Predatory Private Loans from 2002–2014 and School Misconduct

The focus on loans from 2002 to 2014 is no accident. During this period, Sallie Mae (the predecessor of Navient) partnered with many for-profit colleges to issue private “subprime” student loans to high-risk borrowers. These loans often carried high interest rates and were “designed to fail,” with Sallie Mae fully aware that many students would be unable to repay them. Why would a lender knowingly make loans likely to default? Investigations and lawsuits have shown a quid pro quo arrangement: for-profit schools needed private loan funds to keep accessing federal aid, and Sallie Mae wanted a pipeline of federally-guaranteed loans. Under the federal 90/10 rule, for-profit colleges must get at least 10% of their revenue from non-federal sources – so these schools aggressively pushed private loans to cover that gap. Sallie Mae “collaborated with for-profit schools” to serve this need, treating the risky private loans as a baited hook to reel in more profitable federal loan business. In essence, the schools got the benefit of students’ tuition funded by private credit, and Sallie Mae/Navient profited on both ends (the private loans, which were often cosigned or otherwise insured by the schools, and the federally-backed loans the students also took).

* **DATA EXCERPT**:
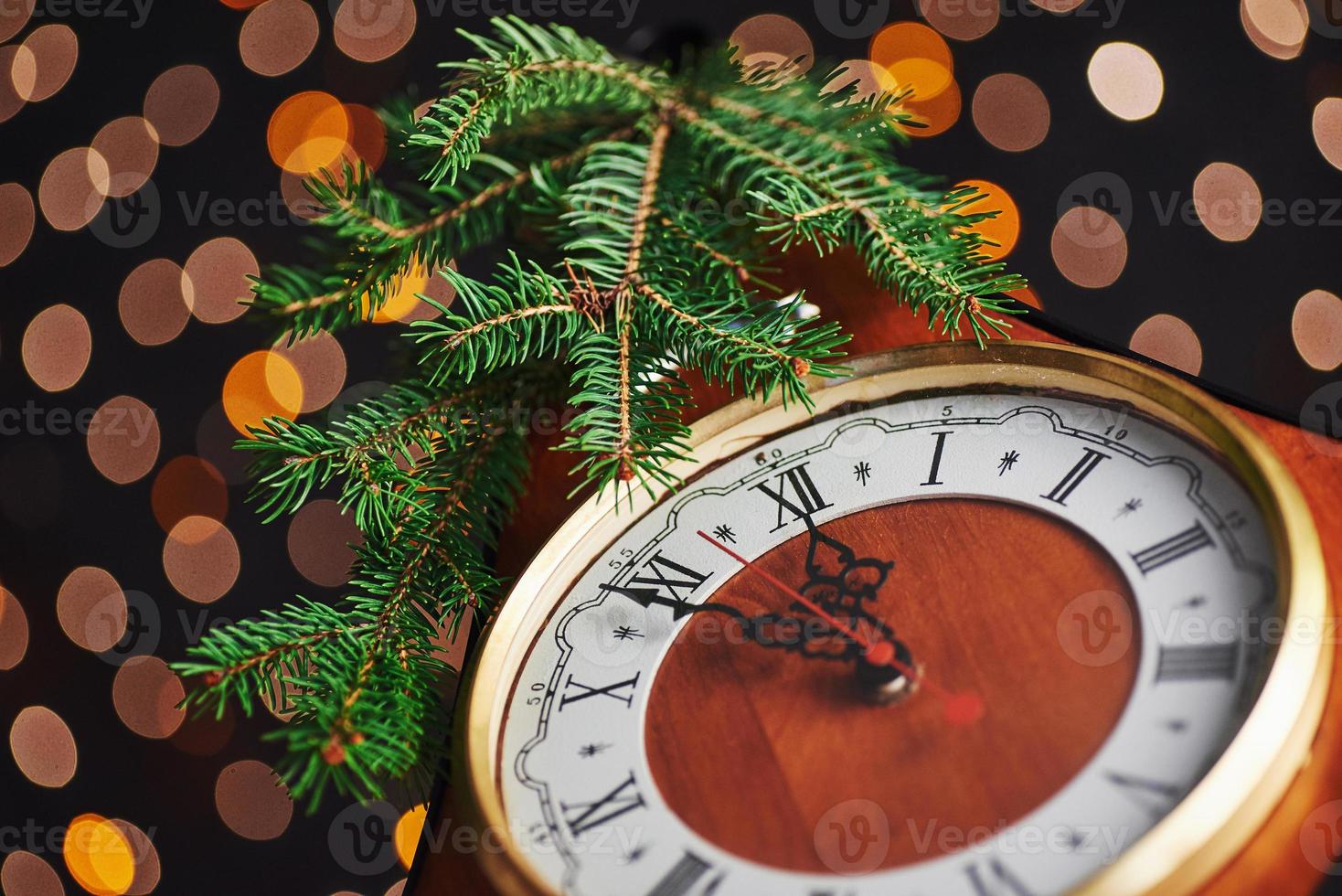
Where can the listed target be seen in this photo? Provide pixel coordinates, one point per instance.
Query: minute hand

* **STATED GOAL A**: List every word or phrase that the passage on predatory private student loans places inside quotation marks.
* **STATED GOAL B**: Using the passage on predatory private student loans, decide whether each statement agrees with it, answering yes or no and quoting the words that settle it: (i) Under the 90/10 rule, for-profit colleges must draw at least 10% of their revenue from non-federal sources. (ii) Navient was the predecessor of Sallie Mae. (iii) The private loans described usually carried low interest rates.

* **SOLUTION A**:
- subprime
- designed to fail
- collaborated with for-profit schools

* **SOLUTION B**:
(i) Yes: "for-profit colleges must get at least 10% of their revenue from non-federal sources"
(ii) No: "Sallie Mae (the predecessor of Navient)"
(iii) No: "These loans often carried high interest rates"